*Textauszug*:
Ein Beispiel: Im Internet wird ein Video von einem nackten Mädchen verbreitet. Der heimlich oder gegen den Willen des Mädchens angefertigte Film zeigt zum Beispiel, wie sich das Kind nach einem Spielzeug bückt. In so einem Fall macht sich der Vertreiber des Films strafbar und muss mit drei Monaten bis fünf Jahren Haft rechnen. Ebenfalls strafbar macht sich, wer solche Videos oder Bilder aufnimmt oder sie bezieht.
Maas will Klarheit im Gesetz schaffen
Bislang sind laut Paragraf 184b nur solche Aufnahmen ausdrücklich verboten, die sexuelle Handlungen von, an oder vor Kindern zeigen – „Posing“ ist eine Grauzone. Maas will nun Klarheit schaffen. Das ist auch im Sinne von Bundesfamilienministerin Manuela Schwesig (SPD). „Die Ministerin begrüßt die Vorschläge des Bundesjustizministers zur Verschärfung der strafrechtlichen Regelungen“, ließ sie am Samstag mitteilen.

*Verständnis prüfen*:
**a)** Welche Ministerin begrüßt laut dem Textauszug die Vorschläge des Bundesjustizministers?
**b)** Gib den Textauszug von „Maas will Klarheit“ bis einschließlich „am Samstag mitteilen.“ wortgetreu wieder.

(Einträge des Datensatzes)
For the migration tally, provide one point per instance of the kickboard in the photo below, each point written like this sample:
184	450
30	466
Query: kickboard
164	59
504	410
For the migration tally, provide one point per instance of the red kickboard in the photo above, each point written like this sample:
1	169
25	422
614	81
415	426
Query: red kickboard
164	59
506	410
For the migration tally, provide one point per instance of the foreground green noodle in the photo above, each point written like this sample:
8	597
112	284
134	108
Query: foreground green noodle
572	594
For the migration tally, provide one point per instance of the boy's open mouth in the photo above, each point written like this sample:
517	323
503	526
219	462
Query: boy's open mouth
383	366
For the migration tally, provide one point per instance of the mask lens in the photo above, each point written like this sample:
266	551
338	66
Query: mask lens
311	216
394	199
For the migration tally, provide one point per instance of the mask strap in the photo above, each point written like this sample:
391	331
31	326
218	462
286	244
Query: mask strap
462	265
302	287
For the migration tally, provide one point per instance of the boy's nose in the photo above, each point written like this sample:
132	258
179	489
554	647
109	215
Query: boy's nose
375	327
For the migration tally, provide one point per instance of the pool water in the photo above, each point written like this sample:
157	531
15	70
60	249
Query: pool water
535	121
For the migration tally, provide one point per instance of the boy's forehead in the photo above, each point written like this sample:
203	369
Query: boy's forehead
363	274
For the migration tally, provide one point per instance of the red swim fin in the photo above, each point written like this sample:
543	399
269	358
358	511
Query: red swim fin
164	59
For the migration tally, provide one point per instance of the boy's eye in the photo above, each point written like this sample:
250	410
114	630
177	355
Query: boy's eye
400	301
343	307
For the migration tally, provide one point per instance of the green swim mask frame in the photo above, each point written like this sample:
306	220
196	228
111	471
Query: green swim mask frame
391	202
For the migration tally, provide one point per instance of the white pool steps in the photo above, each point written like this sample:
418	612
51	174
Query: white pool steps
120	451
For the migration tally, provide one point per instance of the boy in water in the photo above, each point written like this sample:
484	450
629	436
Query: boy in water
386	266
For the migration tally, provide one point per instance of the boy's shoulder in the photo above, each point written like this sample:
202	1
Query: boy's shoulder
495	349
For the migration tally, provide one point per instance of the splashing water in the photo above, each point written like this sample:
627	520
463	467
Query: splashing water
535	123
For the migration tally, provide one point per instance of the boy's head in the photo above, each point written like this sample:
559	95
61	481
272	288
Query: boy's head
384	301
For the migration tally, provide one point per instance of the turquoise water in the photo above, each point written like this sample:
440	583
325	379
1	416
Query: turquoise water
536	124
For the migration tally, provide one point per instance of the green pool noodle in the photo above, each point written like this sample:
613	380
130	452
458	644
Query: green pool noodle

*Lösungen*:
**a)** Bundesfamilienministerin Manuela Schwesig (SPD).

**b)**
Maas will Klarheit im Gesetz schaffen
Bislang sind laut Paragraf 184b nur solche Aufnahmen ausdrücklich verboten, die sexuelle Handlungen von, an oder vor Kindern zeigen – „Posing“ ist eine Grauzone. Maas will nun Klarheit schaffen. Das ist auch im Sinne von Bundesfamilienministerin Manuela Schwesig (SPD). „Die Ministerin begrüßt die Vorschläge des Bundesjustizministers zur Verschärfung der strafrechtlichen Regelungen“, ließ sie am Samstag mitteilen.